### AIM OF THE TASK
Summarize the article about the AI tool for detecting aggressive ovarian cancer in two sentences.

### GIVEN TEXT
§ §
AI tool scans tumour shape to detect aggressive ovarian cancer

16 January 2019

A team at The Institute of Cancer Research in the UK have created an artificial intelligence (AI) tool that looks for clusters of cells within tumours with misshapen nuclei, the control centres within each cell. The study was published in Nature Communications, and used AI to look at the shape and spatial distribution of ovarian cancer cells and their surroundings.

Women identified with these clusters of shapeshifting cells had extremely aggressive disease, with only 15% surviving for five years or more, which is much lower than the average rate of 53% for other patients with the disease. The researchers found that having misshapen nuclei was an indication that the DNA of cancer cells had become unstable and believe that it could enable future cancer treatments to be personalised for each patient. This is because cancers with misshapen cell nuclei had hidden weaknesses in their ability to repair DNA, which could make them susceptible to certain cancer treatments.

“Using this new test gives us a way of detecting tumours with hidden weaknesses in their ability to repair DNA that wouldn’t be identified through genetic testing,” said Dr Yinyin Yuan, a researcher involved in the study. “It could be used alongside gene testing to identify women who could benefit from alternative treatment options that target DNA repair defects, such as PARP inhibitors.”

She also highlighted the potential of this research to inform new types of ovarian cancer treatment. “Our test also revealed that ovarian tumours with these clusters of misshapen nuclei have evolved a new way of evading the immune system, and it might be possible to target this mechanism with new forms of immunotherapy,” explained Yuan.

The response to these study findings have been extremely positive so far. “This extremely clever new study has shown that by using AI to analyse routinely taken biopsy samples, it is possible to uncover visual clues that reveal how aggressive an ovarian tumour is,” said Professor Paul Workman, chief executive of The Institute of Cancer Research. “What makes this test even more exciting is its ability to pick out in a new and different way those women whose tumours have weaknesses in DNA repair – who might therefore respond to treatments that target these weaknesses.”
§ §
### EXTRACTED INFORMATION
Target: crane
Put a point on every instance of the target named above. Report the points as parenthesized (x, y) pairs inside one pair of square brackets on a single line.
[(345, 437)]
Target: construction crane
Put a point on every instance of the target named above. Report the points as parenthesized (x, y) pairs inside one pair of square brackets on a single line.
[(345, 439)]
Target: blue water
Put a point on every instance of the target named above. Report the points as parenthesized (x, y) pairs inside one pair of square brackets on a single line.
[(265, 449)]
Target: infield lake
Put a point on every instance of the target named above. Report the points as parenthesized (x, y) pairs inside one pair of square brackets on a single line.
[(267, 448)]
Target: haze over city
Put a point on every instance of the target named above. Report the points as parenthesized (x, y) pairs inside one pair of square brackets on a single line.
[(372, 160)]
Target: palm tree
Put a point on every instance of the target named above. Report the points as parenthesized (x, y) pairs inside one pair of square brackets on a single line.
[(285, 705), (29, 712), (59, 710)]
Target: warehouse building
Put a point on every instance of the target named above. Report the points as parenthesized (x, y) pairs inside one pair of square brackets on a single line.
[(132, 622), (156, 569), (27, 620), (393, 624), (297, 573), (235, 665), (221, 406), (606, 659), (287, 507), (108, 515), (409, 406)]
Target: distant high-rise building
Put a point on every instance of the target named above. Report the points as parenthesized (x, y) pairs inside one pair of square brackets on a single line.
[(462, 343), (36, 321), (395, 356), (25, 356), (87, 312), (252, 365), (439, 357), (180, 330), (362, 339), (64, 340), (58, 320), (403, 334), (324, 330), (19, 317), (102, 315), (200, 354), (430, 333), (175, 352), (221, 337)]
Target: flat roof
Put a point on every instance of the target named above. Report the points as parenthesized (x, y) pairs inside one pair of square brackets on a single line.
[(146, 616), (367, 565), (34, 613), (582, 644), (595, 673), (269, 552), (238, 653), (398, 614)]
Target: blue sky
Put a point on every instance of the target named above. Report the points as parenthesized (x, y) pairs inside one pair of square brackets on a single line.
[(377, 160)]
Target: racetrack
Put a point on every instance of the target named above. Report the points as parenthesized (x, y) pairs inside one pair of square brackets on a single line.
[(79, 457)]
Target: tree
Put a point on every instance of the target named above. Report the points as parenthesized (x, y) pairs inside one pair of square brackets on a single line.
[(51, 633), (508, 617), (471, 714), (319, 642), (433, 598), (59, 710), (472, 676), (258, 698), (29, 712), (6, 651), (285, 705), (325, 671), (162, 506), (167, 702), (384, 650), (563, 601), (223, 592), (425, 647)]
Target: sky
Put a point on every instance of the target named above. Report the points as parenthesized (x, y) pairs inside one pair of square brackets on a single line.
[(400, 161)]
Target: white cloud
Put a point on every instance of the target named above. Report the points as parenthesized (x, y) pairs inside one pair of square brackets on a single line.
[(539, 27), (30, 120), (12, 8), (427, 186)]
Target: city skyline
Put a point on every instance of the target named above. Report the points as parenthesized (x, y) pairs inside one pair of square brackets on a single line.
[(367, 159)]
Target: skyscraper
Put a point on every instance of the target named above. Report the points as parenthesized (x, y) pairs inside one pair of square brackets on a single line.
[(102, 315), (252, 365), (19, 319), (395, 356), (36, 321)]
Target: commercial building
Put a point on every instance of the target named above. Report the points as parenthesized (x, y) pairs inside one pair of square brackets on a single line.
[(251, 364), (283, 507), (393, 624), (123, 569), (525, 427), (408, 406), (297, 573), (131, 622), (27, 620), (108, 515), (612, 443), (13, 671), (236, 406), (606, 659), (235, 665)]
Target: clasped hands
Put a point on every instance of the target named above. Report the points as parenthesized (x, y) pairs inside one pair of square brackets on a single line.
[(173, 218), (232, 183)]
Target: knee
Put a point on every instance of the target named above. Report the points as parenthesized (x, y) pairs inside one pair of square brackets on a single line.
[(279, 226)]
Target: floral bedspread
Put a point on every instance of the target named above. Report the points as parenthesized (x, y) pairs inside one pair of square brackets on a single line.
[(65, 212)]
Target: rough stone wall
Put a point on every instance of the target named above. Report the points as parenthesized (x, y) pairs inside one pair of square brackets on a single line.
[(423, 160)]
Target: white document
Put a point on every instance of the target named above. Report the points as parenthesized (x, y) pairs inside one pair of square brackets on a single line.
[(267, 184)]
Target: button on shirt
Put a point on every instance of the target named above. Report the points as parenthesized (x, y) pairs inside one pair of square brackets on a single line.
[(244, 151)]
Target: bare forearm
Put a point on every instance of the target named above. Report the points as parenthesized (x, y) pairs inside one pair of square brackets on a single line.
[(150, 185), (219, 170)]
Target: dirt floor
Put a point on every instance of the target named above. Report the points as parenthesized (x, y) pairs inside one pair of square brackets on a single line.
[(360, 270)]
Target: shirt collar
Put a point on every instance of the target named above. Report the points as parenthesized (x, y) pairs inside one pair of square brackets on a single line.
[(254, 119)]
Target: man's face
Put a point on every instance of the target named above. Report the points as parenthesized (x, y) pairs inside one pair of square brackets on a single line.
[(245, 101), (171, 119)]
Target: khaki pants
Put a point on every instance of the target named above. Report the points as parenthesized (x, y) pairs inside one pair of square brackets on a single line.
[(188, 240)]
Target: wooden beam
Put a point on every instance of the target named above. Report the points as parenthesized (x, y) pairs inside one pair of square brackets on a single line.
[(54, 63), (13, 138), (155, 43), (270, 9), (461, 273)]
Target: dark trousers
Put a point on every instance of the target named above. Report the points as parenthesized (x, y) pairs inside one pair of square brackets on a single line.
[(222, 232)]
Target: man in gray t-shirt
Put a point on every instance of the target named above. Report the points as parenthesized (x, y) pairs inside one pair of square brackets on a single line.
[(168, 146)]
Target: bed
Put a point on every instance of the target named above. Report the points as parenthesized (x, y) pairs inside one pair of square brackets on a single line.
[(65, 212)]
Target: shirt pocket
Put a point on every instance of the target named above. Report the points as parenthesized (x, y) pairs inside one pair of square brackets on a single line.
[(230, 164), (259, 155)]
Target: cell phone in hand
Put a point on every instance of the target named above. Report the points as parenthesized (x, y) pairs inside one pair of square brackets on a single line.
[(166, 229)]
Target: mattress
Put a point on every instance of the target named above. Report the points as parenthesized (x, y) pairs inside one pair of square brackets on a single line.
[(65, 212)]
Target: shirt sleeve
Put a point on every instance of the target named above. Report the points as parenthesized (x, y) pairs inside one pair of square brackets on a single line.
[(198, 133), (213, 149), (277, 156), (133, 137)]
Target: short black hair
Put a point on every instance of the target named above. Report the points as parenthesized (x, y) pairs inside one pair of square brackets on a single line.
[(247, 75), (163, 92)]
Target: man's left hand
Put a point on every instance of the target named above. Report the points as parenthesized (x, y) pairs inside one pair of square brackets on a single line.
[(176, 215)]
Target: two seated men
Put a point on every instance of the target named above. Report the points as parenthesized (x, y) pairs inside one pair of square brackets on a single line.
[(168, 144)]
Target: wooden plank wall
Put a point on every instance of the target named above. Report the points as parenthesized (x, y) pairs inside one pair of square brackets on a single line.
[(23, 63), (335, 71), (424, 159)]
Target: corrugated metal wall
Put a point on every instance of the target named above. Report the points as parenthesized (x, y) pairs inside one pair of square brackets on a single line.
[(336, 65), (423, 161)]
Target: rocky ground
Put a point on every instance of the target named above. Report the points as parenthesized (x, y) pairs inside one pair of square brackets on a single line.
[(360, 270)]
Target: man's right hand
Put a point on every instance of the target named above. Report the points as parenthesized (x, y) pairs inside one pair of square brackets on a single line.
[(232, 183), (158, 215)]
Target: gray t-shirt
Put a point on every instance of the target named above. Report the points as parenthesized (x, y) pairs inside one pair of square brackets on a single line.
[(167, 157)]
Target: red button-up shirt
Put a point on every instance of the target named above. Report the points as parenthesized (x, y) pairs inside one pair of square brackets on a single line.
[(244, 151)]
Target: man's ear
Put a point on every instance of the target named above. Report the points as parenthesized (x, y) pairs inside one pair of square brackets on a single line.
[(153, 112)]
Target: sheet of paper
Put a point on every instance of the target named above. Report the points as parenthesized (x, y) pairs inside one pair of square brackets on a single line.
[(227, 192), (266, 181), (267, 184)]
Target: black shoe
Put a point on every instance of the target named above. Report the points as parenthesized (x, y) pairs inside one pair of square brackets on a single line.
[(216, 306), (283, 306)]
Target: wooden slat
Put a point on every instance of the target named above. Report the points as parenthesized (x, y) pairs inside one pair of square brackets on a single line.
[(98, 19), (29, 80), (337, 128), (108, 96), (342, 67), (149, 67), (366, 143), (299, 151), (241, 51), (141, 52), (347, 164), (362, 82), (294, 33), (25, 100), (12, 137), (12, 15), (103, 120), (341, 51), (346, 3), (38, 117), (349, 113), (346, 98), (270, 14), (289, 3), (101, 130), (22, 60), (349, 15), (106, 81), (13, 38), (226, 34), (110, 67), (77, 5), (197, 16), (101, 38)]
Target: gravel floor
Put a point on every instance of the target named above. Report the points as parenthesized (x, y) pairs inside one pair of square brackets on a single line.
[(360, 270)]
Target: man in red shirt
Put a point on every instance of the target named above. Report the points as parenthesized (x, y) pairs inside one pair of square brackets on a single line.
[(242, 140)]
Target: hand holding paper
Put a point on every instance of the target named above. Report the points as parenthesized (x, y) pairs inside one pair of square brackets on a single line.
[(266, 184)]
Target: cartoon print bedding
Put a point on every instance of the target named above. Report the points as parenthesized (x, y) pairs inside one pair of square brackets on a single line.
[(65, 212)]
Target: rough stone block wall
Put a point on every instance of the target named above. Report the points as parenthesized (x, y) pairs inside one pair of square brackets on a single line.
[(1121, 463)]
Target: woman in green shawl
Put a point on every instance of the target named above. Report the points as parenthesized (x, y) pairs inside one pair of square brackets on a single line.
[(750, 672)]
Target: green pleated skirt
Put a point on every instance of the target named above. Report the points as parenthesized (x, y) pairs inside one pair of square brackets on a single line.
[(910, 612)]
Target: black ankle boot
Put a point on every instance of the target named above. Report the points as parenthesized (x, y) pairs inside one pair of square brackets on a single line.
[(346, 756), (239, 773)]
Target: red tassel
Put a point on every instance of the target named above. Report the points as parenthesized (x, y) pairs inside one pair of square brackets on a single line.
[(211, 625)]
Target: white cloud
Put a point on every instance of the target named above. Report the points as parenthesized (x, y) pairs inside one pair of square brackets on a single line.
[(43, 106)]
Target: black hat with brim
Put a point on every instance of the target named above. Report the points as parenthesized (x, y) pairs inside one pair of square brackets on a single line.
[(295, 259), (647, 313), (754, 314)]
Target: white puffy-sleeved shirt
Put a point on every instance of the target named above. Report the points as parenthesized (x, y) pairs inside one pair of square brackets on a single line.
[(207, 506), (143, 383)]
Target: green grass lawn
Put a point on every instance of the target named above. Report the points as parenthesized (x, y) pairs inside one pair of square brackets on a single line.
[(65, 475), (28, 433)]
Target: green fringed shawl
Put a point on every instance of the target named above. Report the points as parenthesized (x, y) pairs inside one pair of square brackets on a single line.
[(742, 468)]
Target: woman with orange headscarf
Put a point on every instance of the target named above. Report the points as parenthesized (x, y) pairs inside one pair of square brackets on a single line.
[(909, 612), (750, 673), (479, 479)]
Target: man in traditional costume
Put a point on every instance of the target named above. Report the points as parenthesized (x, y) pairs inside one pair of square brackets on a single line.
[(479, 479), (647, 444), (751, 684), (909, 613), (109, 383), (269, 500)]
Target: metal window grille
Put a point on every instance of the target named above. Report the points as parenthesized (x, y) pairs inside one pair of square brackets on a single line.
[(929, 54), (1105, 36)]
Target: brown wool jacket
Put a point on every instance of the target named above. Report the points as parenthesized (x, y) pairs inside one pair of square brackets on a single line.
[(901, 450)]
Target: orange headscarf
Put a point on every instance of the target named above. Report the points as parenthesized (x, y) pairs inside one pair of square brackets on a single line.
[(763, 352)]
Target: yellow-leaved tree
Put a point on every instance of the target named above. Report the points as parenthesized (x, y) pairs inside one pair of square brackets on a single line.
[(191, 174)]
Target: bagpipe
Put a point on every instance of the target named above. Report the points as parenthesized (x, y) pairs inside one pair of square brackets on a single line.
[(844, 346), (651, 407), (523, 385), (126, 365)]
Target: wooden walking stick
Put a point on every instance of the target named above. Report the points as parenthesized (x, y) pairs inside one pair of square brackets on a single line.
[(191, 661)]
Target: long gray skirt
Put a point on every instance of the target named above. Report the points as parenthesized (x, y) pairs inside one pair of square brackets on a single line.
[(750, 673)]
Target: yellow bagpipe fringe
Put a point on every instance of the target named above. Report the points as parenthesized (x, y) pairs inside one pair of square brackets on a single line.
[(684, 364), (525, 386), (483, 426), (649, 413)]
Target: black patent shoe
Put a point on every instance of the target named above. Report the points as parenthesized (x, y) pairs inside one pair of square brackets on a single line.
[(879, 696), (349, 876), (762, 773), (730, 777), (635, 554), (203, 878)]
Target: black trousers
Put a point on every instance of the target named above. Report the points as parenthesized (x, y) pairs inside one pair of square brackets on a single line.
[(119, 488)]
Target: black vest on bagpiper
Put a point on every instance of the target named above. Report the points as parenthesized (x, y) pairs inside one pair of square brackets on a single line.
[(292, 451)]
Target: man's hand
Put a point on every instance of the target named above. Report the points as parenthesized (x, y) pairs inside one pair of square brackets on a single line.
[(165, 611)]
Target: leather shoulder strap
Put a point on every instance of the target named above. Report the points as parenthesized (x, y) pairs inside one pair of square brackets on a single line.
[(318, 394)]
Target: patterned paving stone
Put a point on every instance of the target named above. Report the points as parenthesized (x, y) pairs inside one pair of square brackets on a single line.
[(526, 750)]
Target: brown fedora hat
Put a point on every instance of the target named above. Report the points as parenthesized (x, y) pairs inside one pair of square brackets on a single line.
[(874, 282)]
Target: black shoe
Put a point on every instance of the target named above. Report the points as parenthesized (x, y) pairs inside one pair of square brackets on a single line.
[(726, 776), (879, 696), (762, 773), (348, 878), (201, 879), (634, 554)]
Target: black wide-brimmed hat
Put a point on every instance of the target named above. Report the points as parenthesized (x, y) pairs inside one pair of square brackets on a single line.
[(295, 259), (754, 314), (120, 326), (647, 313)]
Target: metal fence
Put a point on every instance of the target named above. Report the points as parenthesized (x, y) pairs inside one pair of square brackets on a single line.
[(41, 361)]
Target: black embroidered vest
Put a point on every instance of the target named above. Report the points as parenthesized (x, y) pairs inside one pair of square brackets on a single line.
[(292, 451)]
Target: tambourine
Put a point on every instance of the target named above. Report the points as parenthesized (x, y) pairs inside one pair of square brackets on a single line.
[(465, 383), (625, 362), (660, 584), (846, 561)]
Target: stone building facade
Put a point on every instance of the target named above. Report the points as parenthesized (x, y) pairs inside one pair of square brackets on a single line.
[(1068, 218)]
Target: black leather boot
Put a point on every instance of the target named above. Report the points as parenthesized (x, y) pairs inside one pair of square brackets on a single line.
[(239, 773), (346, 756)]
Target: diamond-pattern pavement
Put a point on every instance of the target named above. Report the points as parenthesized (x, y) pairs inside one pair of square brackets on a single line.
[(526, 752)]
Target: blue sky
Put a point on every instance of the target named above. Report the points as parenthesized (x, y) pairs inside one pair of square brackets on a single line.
§ §
### SOLVED EXERCISE
Researchers at The Institute of Cancer Research in the UK created an AI tool that finds clusters of ovarian cancer cells with misshapen nuclei, and women with these clusters had extremely aggressive disease, with only 15% surviving five years or more, compared with an average of 53%. Misshapen nuclei indicate unstable DNA and hidden weaknesses in DNA repair, so the test could help identify women who might benefit from treatments such as PARP inhibitors and could point toward new forms of immunotherapy.